Dataset entries –
╭──
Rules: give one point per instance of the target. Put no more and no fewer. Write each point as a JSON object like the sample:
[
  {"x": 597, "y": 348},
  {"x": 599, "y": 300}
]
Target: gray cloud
╰──
Instructions for the task – The records must be given again in full, exactly as they were written.

Result of the task –
Rules: give one point per instance of the target. Put no more and no fewer. Write each point as a JSON object like the sample:
[
  {"x": 597, "y": 348},
  {"x": 599, "y": 300}
]
Target: gray cloud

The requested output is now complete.